▶ _Description of the task_
Copy out each line of the records below exactly as it appears, leaving out the pictures.

==== Provided data ====

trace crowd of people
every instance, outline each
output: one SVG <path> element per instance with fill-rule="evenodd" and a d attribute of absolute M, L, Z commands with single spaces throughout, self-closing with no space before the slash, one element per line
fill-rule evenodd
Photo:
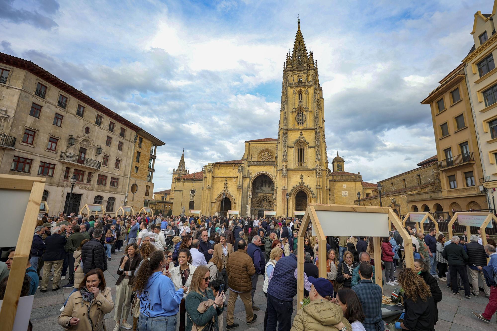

====

▶ _Full answer_
trace crowd of people
every instance, outline each
output: one SVG <path> element per instance with fill-rule="evenodd" and a d attribute of absolute M, L, Z commands with single spaces throughout, self-closing with no space before the slash, one element per line
fill-rule evenodd
Photo:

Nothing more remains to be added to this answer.